[Extracted data entries]
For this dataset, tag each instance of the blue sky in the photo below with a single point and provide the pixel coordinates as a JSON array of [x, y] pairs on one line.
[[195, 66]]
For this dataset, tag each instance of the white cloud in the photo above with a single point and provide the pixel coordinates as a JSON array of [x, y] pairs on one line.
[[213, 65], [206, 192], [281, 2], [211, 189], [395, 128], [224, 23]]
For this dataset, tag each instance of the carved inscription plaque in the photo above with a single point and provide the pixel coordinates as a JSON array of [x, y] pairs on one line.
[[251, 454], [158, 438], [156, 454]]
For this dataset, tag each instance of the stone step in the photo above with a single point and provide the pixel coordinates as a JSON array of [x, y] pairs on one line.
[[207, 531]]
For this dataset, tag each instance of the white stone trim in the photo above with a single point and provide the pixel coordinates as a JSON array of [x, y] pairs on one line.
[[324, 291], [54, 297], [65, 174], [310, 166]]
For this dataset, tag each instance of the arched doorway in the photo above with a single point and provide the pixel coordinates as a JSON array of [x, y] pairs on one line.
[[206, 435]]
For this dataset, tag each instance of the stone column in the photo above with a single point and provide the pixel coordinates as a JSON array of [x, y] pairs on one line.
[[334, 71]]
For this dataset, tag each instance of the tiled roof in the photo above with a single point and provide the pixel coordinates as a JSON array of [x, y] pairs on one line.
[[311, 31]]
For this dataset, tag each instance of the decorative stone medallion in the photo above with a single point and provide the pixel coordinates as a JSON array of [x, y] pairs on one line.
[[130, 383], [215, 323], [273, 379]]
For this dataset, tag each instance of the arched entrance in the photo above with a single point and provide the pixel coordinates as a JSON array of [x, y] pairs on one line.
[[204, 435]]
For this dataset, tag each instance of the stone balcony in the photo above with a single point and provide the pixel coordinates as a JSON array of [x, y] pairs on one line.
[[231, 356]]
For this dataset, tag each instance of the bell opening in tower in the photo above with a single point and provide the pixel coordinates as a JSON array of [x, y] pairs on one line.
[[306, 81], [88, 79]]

=== To do ===
Output the entries above again, line for line, with no changes.

=== Solution ===
For this dataset, tag each instance of the blue sky in the photo below with a single point and provide the pixel coordinates as a JSON array of [x, y] pairs on one line.
[[195, 66]]
For this dataset, tag each instance of the white cloud in the photo above with a single point and provide the pixel coordinates as a JSON array of [x, y] pairs on one line.
[[213, 65], [206, 192], [281, 2], [211, 189], [395, 128], [224, 23]]
For this dataset, tag each instance of the carved inscription plaque in the photo above with a single point and provide the pixel coordinates as a JSON array of [x, y] pairs on one line.
[[251, 454], [158, 438], [156, 454]]
For this dataset, tag each instance of the stone step in the photo above with a single point and provide the pixel coordinates as a JSON array of [x, y] pairs on one line.
[[207, 531]]
For this dataset, tag each instance of the white stone trim in the photo above with a single point and provide the pixel coordinates as a JSON array of [x, y] pairs on one line.
[[324, 291], [54, 297], [65, 174], [310, 166]]
For this dataset, tag each instance of the arched doorway in the photo above with a single point and provide the pixel coordinates as a JSON array of [x, y] pairs on one line.
[[206, 435]]
For this dataset, tag each instance of the stone column in the photo above with a single point and provide the pixel coordinates as a JSON array of [x, y] pairs on one line.
[[334, 71]]
For this dataset, tag each instance of the tiled roof in the photo above with a single point and provide the pixel coordinates as a JSON array of [x, y] pairs on one line.
[[311, 31]]
For this dataset, tag each instance of the decorative stone medallion in the photo above with a single point and provide the pixel coordinates as a JSON array of [x, y] pairs on one line.
[[130, 383], [215, 323], [273, 379]]
For this dataset, tag each instance of the arched entrance in the photo above with a single point and provide the pixel coordinates as a JSON array of [x, y] pairs on one line.
[[204, 435]]
For this dataset, tag each instance of the stone balcony in the photo above with a single point and provide the pixel coordinates as a JSON array of [x, y] pairs on one line.
[[231, 356]]
For this dataset, tag each instance of the bell opening in tower in the photo above with a single point and provide the pixel coordinates as a JSON array of [x, y] pairs on one line.
[[306, 81], [88, 79]]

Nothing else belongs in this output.